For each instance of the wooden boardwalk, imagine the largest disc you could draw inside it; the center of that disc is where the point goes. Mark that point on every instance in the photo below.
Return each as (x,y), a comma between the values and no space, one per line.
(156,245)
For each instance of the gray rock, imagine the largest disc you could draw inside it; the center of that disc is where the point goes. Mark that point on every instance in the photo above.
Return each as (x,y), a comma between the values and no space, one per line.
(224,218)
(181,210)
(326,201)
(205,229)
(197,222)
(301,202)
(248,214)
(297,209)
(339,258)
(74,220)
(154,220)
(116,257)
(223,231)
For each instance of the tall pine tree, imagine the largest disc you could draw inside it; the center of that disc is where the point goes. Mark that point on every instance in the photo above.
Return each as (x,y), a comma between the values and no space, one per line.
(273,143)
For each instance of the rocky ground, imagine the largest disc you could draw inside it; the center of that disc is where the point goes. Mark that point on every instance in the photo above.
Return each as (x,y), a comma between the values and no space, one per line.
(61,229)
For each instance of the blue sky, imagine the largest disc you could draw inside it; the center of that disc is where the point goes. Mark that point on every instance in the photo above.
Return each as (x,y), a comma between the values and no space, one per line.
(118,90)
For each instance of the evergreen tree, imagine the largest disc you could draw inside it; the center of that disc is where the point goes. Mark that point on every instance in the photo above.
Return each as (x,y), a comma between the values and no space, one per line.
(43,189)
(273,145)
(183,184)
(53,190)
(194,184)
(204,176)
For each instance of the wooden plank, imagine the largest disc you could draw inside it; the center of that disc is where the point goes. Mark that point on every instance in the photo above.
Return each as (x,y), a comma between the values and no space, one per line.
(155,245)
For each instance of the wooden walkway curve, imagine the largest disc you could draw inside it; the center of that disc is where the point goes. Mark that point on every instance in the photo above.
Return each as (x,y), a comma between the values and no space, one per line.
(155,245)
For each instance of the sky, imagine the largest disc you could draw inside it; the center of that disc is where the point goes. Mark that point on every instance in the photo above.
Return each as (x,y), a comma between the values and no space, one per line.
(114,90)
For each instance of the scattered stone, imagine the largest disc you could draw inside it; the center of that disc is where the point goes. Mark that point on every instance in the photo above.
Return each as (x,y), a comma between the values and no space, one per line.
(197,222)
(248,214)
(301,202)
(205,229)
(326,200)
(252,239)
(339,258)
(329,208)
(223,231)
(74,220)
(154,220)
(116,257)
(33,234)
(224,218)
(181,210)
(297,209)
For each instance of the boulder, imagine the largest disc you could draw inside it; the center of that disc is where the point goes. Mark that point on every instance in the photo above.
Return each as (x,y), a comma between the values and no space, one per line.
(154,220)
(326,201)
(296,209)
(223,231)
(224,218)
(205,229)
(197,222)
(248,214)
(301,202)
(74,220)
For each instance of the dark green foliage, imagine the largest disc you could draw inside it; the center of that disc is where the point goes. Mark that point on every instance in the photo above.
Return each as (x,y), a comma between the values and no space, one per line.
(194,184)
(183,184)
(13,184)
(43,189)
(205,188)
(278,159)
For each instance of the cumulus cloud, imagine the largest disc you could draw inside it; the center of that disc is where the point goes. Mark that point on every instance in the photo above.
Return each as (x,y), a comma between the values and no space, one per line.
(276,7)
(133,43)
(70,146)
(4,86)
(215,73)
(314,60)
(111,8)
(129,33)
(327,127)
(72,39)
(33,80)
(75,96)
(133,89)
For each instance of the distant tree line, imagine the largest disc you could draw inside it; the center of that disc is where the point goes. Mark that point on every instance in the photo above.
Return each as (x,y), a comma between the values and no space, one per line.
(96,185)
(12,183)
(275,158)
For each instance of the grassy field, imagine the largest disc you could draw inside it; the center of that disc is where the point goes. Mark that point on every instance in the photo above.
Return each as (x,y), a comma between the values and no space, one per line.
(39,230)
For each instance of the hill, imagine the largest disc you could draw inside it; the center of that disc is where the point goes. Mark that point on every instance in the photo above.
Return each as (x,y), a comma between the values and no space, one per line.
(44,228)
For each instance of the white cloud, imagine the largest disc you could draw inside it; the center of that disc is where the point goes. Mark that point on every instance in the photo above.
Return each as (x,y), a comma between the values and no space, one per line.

================

### WHAT YOU WILL DO
Your task is to return the full listing exactly as it was given.

### FULL SOLUTION
For each instance of the wooden boardwalk, imagine the largest disc you could draw inside it; the center of that disc is where the point goes. Mark that point on every instance in the photo below.
Return each as (x,y), a comma between the values and no space, one per line.
(156,245)
For each instance of the gray rock, imagine the largest disc you could draw inside it; the center of that disc is where the point goes. Mark that point on every instance in the photo above.
Return each as (x,y), a comma between the values and no space, one per line.
(224,218)
(181,210)
(326,201)
(205,229)
(197,222)
(301,202)
(248,214)
(297,209)
(339,258)
(74,220)
(154,220)
(116,257)
(223,231)
For each instance of the tall pine tree, imagine the largest disc you could draw inside it; the center of that disc is where the point goes. Mark that point on every instance in the photo above.
Return each as (x,y), a comma between the values and no space, one per line.
(273,143)
For each instance of the rocky ground, imagine the largest disc you could draw inside it; the center of that disc is where the point goes. Mark that point on every instance in the photo above.
Return each as (x,y), a comma between the values and no space, one per line.
(61,229)
For each instance of the blue sky, imagine the largest disc you could draw inside it; the center of that disc is where the point goes. Mark that point on every instance in the photo above.
Return each as (x,y), a comma between the values and no space, one per line.
(118,90)
For each instance of the evergreen tree, imagine the largest disc you could draw inside it; the center of that disc is where the point goes. Mark that point on every instance in the photo above.
Return each as (x,y), a comma between the values and no space, one per line.
(43,189)
(273,145)
(183,184)
(53,190)
(194,184)
(204,176)
For each instance of the wooden plank, imagine the largest disc you could draw inside it; the center of that disc is where the point goes. Mark that point on every instance in the photo above.
Return each as (x,y), a comma between the values and no space, one per line.
(155,245)
For each instance of the wooden walkway curve, imagine the largest disc you could draw inside it; the center of that disc is where the point goes. Mark that point on every instance in the photo above.
Return each as (x,y), a comma between the values and no space, one per line.
(155,245)
For each instance of the sky, imagine the largest disc you could draw inside it; the center of that disc is where the point goes. Mark that point on every instance in the photo above.
Return each as (x,y), a comma between the values and no space, one per line.
(114,90)
For each instance of the scattered stone, imagine the largest disc you could draw inside it; the center of that disc is where the point goes. Mark that point on every instance in the photo above.
Return each as (x,y), a comma between the values and no space, one per line.
(197,222)
(248,214)
(301,202)
(205,229)
(326,200)
(252,239)
(339,258)
(329,208)
(223,231)
(74,220)
(154,220)
(116,257)
(33,234)
(224,218)
(181,210)
(297,209)
For each instance of the boulder, imagine the largest disc you could draw inside it; the center of that disc is where the point goes. Mark that point on every instance in the photo above.
Return each as (x,y), a comma between the values and no space, one per line.
(154,220)
(326,201)
(296,209)
(223,231)
(224,218)
(205,229)
(197,222)
(248,214)
(301,202)
(74,220)
For each instance of the dark green foliage, imagine the largest disc you could draw inside it; the center of that disc is where the point goes. Mark that point on every instance in the photo above.
Return each as (x,y), a comma between the values and no space, one per line.
(194,184)
(183,184)
(13,184)
(43,189)
(205,188)
(278,159)
For each instance of the cumulus cloud, imagine the largest disc you could draw inside it; the center of that disc is where the point goes. Mark that point on every instance in the photo above.
Return each as (x,y), a comma between the values and no space, one per line.
(276,7)
(133,43)
(70,146)
(4,86)
(215,73)
(314,60)
(111,8)
(129,33)
(327,127)
(72,39)
(33,80)
(75,96)
(133,89)
For each instance of the distant tree line, imagine the largest disc you could draw inside it; the center of that disc is where the point goes. Mark that point on every instance in the photo above.
Return each as (x,y), a comma between the values and no space, one per line.
(96,185)
(12,183)
(275,158)
For each instance of the grassy field, imagine the largest disc you could draw inside it; the center of that disc is where the point goes. Mark that point on every instance in the photo above.
Return each as (x,y), a comma between the values and no space, one per line.
(39,230)
For each instance of the hill, imagine the largest disc you could draw inside it; the center of that disc is where the point goes. Mark that point on every instance in the photo above.
Return each as (x,y), a comma between the values and no space, one per line.
(44,228)
For each instance of the white cloud, imagine the largest disc you could draw inside it; the center of that disc is where the point goes. Mark that point on every instance in the photo above.
Return each as (x,y), a comma between the values and no space, one per line.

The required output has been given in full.